** WHAT YOU ARE ASKED TO DO **
Count the lines below that contain the string "bowl", and reply with the number alone.

----

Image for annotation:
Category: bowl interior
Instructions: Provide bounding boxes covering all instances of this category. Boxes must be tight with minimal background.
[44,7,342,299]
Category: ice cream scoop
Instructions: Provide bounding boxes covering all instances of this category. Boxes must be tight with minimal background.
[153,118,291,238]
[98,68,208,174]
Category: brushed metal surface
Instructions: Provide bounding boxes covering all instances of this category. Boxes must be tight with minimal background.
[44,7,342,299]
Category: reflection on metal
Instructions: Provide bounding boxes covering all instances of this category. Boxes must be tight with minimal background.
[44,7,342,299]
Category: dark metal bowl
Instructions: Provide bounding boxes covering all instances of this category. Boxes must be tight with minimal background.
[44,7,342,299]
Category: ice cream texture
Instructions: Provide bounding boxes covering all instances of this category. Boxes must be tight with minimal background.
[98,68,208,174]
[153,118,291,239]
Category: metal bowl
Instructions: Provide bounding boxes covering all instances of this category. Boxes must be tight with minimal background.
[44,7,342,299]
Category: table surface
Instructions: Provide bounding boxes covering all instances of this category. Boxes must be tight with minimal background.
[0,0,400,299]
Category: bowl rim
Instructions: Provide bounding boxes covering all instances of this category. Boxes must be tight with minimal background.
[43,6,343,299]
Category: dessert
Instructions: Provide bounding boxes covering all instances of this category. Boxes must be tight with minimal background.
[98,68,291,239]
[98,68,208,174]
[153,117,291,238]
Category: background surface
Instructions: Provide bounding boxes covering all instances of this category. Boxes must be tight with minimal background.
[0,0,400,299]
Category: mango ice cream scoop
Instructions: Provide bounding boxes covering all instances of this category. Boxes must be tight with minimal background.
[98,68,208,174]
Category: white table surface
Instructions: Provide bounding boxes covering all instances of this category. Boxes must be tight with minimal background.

----

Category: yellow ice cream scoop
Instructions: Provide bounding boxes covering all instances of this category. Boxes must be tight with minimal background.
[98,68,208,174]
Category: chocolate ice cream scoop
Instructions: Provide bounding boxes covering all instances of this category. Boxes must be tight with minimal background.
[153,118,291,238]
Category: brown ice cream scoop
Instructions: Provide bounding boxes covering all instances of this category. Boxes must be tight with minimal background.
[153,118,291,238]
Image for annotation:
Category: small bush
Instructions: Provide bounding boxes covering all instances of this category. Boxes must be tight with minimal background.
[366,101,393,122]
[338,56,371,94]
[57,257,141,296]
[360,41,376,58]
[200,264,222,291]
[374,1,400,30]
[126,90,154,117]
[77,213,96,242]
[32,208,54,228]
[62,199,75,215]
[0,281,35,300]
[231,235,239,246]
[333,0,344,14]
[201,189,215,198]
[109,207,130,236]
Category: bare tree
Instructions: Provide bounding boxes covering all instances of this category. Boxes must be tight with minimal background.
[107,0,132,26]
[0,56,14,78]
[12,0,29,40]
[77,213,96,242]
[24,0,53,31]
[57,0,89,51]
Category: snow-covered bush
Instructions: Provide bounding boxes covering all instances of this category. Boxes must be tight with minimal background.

----

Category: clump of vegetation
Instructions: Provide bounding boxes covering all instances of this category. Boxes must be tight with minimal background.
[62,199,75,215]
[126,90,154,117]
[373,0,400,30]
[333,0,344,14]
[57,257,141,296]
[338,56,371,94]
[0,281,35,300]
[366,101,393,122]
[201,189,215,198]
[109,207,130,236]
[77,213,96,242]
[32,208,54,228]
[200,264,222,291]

----

** SOLVED EXERCISE **
4